### TASK
Quote the full listing word for word.

### Stored items
######

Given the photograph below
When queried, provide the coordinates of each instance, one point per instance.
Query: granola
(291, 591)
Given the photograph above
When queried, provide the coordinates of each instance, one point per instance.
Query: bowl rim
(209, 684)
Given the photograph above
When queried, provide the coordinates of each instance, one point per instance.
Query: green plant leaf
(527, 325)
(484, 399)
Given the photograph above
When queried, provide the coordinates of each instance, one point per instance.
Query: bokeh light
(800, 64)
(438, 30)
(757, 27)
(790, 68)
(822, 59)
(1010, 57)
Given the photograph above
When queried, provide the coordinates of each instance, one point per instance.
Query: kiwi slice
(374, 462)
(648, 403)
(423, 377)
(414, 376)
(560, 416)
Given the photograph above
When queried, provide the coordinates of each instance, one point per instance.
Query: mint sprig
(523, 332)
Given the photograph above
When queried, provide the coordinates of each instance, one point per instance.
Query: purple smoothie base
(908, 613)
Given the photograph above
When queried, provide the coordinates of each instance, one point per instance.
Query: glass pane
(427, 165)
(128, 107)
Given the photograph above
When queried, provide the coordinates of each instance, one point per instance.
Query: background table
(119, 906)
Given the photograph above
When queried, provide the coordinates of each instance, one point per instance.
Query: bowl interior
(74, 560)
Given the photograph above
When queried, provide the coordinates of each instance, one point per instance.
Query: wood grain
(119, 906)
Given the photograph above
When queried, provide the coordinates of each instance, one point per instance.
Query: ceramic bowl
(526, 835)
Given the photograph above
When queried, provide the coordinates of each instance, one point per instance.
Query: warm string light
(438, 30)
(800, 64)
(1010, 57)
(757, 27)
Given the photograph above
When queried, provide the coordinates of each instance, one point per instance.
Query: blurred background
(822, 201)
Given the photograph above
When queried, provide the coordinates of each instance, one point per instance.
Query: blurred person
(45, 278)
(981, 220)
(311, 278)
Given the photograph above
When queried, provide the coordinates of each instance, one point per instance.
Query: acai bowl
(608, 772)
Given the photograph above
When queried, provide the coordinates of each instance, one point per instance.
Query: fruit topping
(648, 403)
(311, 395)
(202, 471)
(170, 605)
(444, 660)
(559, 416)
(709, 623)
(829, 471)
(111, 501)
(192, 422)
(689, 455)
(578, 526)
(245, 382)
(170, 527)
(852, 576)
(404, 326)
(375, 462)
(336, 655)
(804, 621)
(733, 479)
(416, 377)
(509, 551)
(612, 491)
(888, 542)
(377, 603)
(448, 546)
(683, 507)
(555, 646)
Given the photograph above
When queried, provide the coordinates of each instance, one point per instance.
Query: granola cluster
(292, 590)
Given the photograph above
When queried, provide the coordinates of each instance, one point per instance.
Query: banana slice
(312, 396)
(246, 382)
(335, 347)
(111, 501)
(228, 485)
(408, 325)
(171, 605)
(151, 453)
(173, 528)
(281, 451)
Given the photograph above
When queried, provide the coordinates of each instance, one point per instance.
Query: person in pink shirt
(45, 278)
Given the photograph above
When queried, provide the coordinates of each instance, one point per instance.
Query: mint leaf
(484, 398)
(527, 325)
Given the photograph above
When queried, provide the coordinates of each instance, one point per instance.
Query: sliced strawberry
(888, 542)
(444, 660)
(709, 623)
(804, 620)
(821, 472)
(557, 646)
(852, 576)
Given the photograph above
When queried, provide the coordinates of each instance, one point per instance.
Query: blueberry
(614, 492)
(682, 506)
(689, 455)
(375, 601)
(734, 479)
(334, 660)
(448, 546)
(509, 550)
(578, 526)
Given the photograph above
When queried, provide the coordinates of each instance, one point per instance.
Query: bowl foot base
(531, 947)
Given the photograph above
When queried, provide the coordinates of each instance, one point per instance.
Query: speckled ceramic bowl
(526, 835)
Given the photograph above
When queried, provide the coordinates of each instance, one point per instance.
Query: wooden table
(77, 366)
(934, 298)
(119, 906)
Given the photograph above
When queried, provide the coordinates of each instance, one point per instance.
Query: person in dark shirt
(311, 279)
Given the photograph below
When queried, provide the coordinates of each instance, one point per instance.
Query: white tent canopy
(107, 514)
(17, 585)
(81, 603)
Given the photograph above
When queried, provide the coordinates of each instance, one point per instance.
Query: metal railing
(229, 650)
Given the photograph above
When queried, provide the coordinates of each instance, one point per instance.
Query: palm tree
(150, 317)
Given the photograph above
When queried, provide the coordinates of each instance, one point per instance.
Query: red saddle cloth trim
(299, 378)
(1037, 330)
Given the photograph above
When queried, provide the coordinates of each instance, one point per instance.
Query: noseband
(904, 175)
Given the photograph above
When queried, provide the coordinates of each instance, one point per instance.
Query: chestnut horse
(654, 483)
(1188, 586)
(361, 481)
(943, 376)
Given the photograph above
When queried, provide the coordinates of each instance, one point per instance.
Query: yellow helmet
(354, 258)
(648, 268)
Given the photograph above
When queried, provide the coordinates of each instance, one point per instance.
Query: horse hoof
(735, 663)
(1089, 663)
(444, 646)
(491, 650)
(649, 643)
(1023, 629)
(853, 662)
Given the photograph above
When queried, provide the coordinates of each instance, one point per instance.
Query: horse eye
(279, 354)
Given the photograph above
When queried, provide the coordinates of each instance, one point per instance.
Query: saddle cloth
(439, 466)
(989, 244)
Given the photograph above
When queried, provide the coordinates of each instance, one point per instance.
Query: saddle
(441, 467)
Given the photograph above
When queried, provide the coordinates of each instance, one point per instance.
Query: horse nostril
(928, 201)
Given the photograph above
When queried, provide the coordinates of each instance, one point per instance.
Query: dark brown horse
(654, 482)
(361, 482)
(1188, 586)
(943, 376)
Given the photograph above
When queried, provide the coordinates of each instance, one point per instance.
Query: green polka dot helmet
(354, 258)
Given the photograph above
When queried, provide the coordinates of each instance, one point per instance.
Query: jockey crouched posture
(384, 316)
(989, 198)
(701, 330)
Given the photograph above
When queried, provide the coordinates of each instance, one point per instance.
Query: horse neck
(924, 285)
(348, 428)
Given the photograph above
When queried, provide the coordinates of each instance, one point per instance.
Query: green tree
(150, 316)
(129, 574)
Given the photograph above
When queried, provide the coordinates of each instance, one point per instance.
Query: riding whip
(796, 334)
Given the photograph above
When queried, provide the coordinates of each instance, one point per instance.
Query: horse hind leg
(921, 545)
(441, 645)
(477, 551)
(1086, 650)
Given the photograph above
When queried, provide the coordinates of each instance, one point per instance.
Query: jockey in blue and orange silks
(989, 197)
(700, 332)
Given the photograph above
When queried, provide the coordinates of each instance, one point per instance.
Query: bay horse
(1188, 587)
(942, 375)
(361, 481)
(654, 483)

######

### RESPONSE TO THE TASK
Given the photograph below
When queried, provide the coordinates of each instance, one point per instance.
Query: granola
(291, 591)
Given the photograph above
When queried, provide the coordinates of each instance, one point per instance.
Query: bowl rim
(209, 684)
Given the photograph above
When queried, provide the coordinates of each instance, one point per instance.
Query: green plant leaf
(527, 325)
(484, 399)
Given the photograph above
When queried, provide the coordinates of each instance, one point per instance.
Query: bokeh light
(800, 64)
(438, 30)
(757, 27)
(790, 68)
(822, 59)
(1010, 57)
Given the photograph above
When queried, provide the coordinates of each instance, one point per instance.
Query: kiwi slice
(374, 462)
(648, 403)
(423, 377)
(414, 376)
(560, 416)
Given the photograph above
When queried, provide the coordinates of each instance, one point per instance.
Query: mint sprig
(523, 332)
Given the photograph above
When queried, provide the coordinates of each instance, one point per instance.
Query: purple smoothie base
(908, 613)
Given the photograph above
When queried, provide the coordinates of each instance, one point per instance.
Query: glass pane
(427, 165)
(128, 107)
Given the photograph above
When queried, provide the coordinates of each instance, one point per instance.
Query: background table
(119, 906)
Given the photograph above
When queried, provide the coordinates of each instance, one point per instance.
Query: bowl interior
(74, 560)
Given the photograph above
When queried, provide the coordinates of each instance, one point per instance.
Query: wood grain
(119, 906)
Given the photograph above
When queried, provide the coordinates of each instance, one point per instance.
Query: ceramic bowl
(526, 835)
Given the photograph above
When queried, provide the coordinates of each instance, one point per instance.
Query: warm string light
(438, 30)
(800, 64)
(1010, 57)
(757, 27)
Given the photograph above
When queried, provide the coordinates of each instance, one point per instance.
Query: blurred background
(822, 201)
Given the photograph above
When queried, provide the coordinates of each instance, one point per instance.
Query: blurred person
(45, 278)
(981, 220)
(311, 278)
Given the photograph above
When queried, provide the coordinates of each instance, one point per instance.
Query: acai bowl
(608, 772)
Given the photograph above
When queried, provide the coordinates of each instance, one point per instance.
Query: fruit topping
(648, 403)
(311, 395)
(202, 471)
(170, 605)
(444, 660)
(559, 416)
(709, 623)
(829, 471)
(111, 501)
(192, 422)
(689, 455)
(578, 526)
(245, 382)
(170, 527)
(852, 576)
(404, 326)
(375, 462)
(336, 655)
(804, 621)
(733, 479)
(416, 377)
(509, 551)
(612, 491)
(888, 542)
(377, 603)
(448, 546)
(683, 507)
(555, 646)
Given the photograph above
When queried, provide the coordinates of each instance, one point per instance.
Query: granola cluster
(292, 590)
Given the photograph above
When queried, provide the coordinates of each instance, one point per instance.
Query: banana slice
(312, 396)
(246, 382)
(335, 347)
(111, 501)
(228, 485)
(408, 325)
(171, 605)
(151, 453)
(173, 528)
(281, 451)
Given the photograph above
When queried, provide the coordinates of each instance, one point per instance.
Query: person in pink shirt
(45, 278)
Given the photograph above
When queried, provide the coordinates of each instance, one point per instance.
Query: mint leaf
(484, 398)
(527, 325)
Given the photograph above
When queried, provide the coordinates of each instance, one point per instance.
Query: sliced strawberry
(888, 542)
(444, 660)
(709, 623)
(804, 620)
(821, 472)
(557, 646)
(852, 576)
Given the photograph above
When queried, provide the coordinates of each instance, one point per instance.
Query: blueberry
(614, 492)
(682, 506)
(689, 455)
(375, 601)
(734, 479)
(334, 660)
(448, 546)
(509, 550)
(578, 526)
Given the photograph above
When queried, provide the coordinates of each instance, one point per instance.
Query: bowl foot base
(531, 947)
Given the photograph above
When queried, provide the coordinates of each instance, one point per instance.
Query: speckled ceramic bowl
(526, 835)
Given the photograph above
When queried, provide the coordinates of each instance, one point per instance.
Query: wooden table
(77, 366)
(934, 298)
(119, 906)
Given the photograph above
When queried, provide the coordinates of each instance, one point per instance.
Query: person in dark shirt
(311, 279)
Given the photograph below
When queried, provide the coordinates of each instance, one point per instance.
Query: white tent canopy
(107, 514)
(17, 585)
(81, 603)
Given the photograph above
When queried, provide the coordinates of each instance, one point per instance.
Query: metal railing
(229, 650)
Given the photograph above
When queried, provide the coordinates of each instance, one point per instance.
Query: palm tree
(150, 317)
Given the photograph above
When queried, provide the coordinates of each instance, one point per instance.
Query: red saddle cloth trim
(299, 378)
(1037, 330)
Given the photograph above
When queried, provide the coordinates of each instance, one point per instance.
Query: noseband
(904, 175)
Given the photograph above
When queried, provide the coordinates of each instance, one point per instance.
Query: chestnut horse
(654, 483)
(1188, 586)
(361, 481)
(943, 376)
Given the photograph above
When queried, provide the coordinates of each instance, one point per instance.
Query: yellow helmet
(354, 258)
(648, 268)
Given the photograph above
When queried, provide the coordinates of each instance, one point per instance.
Query: horse hoof
(735, 663)
(1089, 663)
(444, 646)
(491, 650)
(649, 643)
(1023, 629)
(853, 662)
Given the photograph above
When queried, provide the coordinates of each instance, one point per instance.
Query: horse eye
(279, 354)
Given the photograph above
When queried, provide the coordinates of each instance, one point per instance.
Query: saddle cloth
(439, 466)
(989, 244)
Given the photograph above
When queried, provide the coordinates of each instance, one point per instance.
Query: saddle
(441, 467)
Given the photograph above
When queried, provide the coordinates of each instance, one point per instance.
Query: horse nostril
(928, 201)
Given the photograph above
When queried, provide the coordinates of each instance, one point per instance.
Query: dark brown horse
(654, 482)
(361, 482)
(1188, 586)
(943, 376)
Given the photograph above
When queried, provide the coordinates of each instance, one point per instance.
Query: green polka dot helmet
(354, 258)
Given the photograph above
When queried, provide the coordinates of each instance, one point per instance.
Query: jockey crouched posture
(384, 316)
(989, 198)
(701, 330)
Given the photograph above
When queried, provide the coordinates of each instance, one point per instance.
Query: horse neck
(924, 285)
(348, 428)
Given the photograph above
When queried, provide the coordinates of each instance, one point per instance.
Query: green tree
(150, 316)
(129, 574)
Given the photograph above
When queried, provide the coordinates of each instance, one point per instance.
Query: riding whip
(796, 334)
Given the photograph above
When queried, provide the coordinates of each instance, one point per instance.
Query: horse hind leg
(921, 545)
(441, 645)
(477, 551)
(1086, 650)
Given the photograph above
When queried, provide the coordinates of each instance, one point per instance.
Query: jockey in blue and orange silks
(989, 197)
(700, 332)
Given the photograph above
When queried, provide the coordinates of each instance, one point per instance.
Query: bay horse
(1188, 587)
(942, 375)
(361, 481)
(654, 483)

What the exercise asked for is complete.